▸ **Text**:
────────────────────────────────────────

Traffic is bad, the job is a drag, prices are rising, wages are stagnant—and on top of all that, a volcano might reduce Planet Earth to a “pre-civilization state,” some scientists claim, adding that such an eruption might be overdue.
Researchers at Bristol’s Schools of Earth Sciences and Mathematics in the UK estimated how often the largest explosive “super-eruptions” happen. It turns out, a lot more frequently than previously thought.
“Super-eruptions” can eject more than 1,000 gigatons of erupted mass. That amount of debris could blanket an entire continent, and change the planet’s weather for decades, with ash blocking the sun.
Plants would die, then animals. Without food most people would die. What would be left would be a Stone-Age level of civilization.
Analysis of Disaster Data
Researchers at Bristol University looked at geological data going back through 100,000 years to find signs of super-eruptions.
Their findings have overturned current thinking on super-volcano risk.
Professor Jonathan Rougier is a Professor of Statistical Science who studies “uncertainty and risk assessment for things that have the potential to cause substantial harm.” He works on the VOLCORE project, “analyzing ice and ocean cores to study global volcanism on long timescales.”
Professor Rougier told The Mirror, "The previous estimate, made in 2004, was that super-eruptions occurred on average every 45 to 714 thousand years, comfortably longer than our civilization.
“But in our paper just published, we re-estimate this range as 5.2 to 48 thousand years, with a best guess value of 17 thousand years.”
The very earliest discovered signs of permanent human settlements are villages used by mammoth hunters in the Czech Republic town of Dolní Věstonice, dated to about 23,000 B.C.
With no sign of a catastrophic eruption since then, one could assume another may be due. Or maybe not.
Prof Rougier noted that the last recorded super-eruptions occurred before humanity modernized.
“On balance, we have been slightly lucky not to experience any super-eruptions since then,” he said.
“But it is important to appreciate that the absence of super-eruptions in the last 20 thousand years does not imply that one is overdue. Nature is not that regular,” he added. “What we can say is that volcanoes are more threatening to our civilization than previously thought.”

────────────────────────────────────────

▸ **Supplied material**:
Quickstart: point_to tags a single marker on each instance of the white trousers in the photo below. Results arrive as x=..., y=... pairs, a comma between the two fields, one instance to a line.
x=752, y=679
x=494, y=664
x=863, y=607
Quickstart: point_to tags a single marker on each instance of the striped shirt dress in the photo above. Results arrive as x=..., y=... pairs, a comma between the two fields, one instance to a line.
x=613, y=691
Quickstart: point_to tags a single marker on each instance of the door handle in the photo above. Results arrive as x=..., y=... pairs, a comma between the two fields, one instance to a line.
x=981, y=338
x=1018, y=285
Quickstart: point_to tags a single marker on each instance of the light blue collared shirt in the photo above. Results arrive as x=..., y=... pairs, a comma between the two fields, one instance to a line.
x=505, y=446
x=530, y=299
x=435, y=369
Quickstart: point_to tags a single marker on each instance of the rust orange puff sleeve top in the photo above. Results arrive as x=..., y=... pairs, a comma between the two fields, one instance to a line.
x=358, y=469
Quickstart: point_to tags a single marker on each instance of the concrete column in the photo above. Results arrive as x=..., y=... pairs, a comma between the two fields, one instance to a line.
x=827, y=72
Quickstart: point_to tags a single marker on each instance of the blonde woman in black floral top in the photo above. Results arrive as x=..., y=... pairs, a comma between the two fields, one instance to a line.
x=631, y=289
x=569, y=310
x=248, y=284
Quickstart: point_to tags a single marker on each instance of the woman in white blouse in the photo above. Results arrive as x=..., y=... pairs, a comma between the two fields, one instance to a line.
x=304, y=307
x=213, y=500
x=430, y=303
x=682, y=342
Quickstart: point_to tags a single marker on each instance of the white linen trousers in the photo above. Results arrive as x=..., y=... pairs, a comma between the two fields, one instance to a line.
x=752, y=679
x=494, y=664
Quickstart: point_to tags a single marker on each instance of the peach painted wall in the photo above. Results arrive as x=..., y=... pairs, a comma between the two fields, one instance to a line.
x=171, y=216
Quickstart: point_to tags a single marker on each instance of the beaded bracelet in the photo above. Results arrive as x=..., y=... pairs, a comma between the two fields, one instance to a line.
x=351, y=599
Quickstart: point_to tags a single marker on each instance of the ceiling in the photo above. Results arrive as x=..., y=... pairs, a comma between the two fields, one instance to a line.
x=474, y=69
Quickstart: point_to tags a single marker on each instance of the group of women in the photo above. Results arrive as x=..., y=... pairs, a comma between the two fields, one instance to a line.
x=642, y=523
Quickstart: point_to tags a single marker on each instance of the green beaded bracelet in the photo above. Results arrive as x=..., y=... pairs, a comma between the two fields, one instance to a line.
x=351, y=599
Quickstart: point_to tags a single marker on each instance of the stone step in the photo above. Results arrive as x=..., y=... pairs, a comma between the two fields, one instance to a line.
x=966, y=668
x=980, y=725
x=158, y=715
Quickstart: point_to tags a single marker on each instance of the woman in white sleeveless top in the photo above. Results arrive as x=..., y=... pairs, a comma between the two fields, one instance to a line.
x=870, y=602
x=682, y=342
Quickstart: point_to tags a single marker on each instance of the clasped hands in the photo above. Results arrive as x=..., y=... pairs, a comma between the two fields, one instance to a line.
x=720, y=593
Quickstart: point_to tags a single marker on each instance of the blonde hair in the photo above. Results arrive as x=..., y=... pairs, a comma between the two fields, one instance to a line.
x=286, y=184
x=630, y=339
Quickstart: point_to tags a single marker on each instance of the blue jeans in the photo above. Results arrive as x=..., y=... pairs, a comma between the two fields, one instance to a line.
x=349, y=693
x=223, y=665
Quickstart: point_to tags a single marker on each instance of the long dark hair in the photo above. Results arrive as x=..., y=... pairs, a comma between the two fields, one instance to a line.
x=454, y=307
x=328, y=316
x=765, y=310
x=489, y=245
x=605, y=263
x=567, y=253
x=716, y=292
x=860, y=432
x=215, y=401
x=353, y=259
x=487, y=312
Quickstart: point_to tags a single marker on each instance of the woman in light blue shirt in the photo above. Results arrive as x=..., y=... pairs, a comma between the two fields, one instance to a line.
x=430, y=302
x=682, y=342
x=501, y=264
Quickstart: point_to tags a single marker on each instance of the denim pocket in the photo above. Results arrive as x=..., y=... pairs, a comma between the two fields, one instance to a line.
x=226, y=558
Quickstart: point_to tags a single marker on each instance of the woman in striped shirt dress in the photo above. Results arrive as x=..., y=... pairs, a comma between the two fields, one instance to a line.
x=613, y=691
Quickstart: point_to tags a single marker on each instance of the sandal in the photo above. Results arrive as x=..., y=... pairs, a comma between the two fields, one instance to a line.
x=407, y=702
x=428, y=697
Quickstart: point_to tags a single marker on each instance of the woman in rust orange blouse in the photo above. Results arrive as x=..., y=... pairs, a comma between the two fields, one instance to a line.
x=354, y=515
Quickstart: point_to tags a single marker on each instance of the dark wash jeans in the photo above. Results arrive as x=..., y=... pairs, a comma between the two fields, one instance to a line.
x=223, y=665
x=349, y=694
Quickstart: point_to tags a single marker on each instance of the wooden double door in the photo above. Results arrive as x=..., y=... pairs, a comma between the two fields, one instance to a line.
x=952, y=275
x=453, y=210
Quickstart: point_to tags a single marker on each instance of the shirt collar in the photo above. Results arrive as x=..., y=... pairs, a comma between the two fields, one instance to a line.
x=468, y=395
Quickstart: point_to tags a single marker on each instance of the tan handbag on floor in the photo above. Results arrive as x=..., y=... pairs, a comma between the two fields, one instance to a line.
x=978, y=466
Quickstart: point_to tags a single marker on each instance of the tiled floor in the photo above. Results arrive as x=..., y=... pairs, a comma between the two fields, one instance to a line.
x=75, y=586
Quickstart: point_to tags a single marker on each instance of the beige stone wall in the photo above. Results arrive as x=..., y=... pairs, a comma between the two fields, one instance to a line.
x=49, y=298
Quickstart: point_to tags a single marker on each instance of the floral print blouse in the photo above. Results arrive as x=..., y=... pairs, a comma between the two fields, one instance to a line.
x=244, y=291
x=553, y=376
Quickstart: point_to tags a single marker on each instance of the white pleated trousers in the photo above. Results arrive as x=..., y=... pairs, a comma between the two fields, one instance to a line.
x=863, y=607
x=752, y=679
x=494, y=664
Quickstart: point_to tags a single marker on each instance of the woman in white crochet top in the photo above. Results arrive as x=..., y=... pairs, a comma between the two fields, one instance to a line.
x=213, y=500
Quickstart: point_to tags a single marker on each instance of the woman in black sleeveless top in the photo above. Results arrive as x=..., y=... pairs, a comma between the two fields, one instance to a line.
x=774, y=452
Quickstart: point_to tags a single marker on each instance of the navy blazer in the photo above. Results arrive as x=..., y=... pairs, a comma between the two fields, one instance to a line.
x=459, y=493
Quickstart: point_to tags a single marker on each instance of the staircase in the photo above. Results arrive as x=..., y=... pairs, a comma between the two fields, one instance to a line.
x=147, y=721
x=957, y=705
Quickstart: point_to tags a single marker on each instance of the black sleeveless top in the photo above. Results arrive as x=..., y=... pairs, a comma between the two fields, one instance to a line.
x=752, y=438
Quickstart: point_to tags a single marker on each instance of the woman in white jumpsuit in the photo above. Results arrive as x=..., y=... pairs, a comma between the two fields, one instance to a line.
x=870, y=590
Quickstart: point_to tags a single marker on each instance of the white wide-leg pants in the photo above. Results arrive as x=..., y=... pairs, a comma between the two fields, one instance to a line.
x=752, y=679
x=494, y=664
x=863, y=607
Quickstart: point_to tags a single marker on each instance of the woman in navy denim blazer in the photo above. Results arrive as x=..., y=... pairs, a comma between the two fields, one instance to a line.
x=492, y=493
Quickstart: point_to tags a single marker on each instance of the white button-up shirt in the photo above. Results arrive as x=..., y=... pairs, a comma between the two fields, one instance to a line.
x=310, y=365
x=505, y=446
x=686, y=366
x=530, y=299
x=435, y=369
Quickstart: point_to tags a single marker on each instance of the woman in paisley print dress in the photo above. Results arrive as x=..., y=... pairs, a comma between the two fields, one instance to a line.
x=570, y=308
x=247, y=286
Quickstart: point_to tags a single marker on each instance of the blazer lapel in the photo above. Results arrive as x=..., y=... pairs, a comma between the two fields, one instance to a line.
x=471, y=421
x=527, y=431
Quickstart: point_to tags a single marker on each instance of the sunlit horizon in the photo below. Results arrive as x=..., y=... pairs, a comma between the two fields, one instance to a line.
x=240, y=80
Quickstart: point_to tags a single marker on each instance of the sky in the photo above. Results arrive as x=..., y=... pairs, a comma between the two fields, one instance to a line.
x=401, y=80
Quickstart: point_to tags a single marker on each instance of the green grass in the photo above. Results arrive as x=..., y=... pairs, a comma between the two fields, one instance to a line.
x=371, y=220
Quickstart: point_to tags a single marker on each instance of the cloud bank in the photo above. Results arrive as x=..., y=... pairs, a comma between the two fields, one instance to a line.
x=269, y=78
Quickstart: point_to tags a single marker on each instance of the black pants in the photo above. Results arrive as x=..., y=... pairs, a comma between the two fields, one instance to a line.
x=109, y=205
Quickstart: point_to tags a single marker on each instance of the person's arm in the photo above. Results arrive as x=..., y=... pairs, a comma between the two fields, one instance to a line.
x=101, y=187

────────────────────────────────────────

▸ **What you will do**:
1: Using the super-eruption article, answer each question below.
(a) How much erupted mass can a super-eruption eject?
(b) What project does Professor Jonathan Rougier work on, and what does it analyze?
(c) Where and when are the earliest discovered signs of permanent human settlements dated?
2: Reproduce the part of the super-eruption article that begins at the words "Researchers at Bristol’s" and stops after the words "level of civilization.".
3: List every numerical estimate the super-eruption article gives for how often super-eruptions occur on average. State whether each is the 2004 estimate or the new one.

▸ **Solution set**:
1:
(a) More than 1,000 gigatons.
(b) The VOLCORE project, which analyzes ice and ocean cores to study global volcanism on long timescales.
(c) In villages used by mammoth hunters in the Czech Republic town of Dolní Věstonice, dated to about 23,000 B.C.

2:
Researchers at Bristol’s Schools of Earth Sciences and Mathematics in the UK estimated how often the largest explosive “super-eruptions” happen. It turns out, a lot more frequently than previously thought.
“Super-eruptions” can eject more than 1,000 gigatons of erupted mass. That amount of debris could blanket an entire continent, and change the planet’s weather for decades, with ash blocking the sun.
Plants would die, then animals. Without food most people would die. What would be left would be a Stone-Age level of civilization.

3:
- Every 45 to 714 thousand years (the 2004 estimate)
- 5.2 to 48 thousand years (the new estimate)
- 17 thousand years (the new best guess)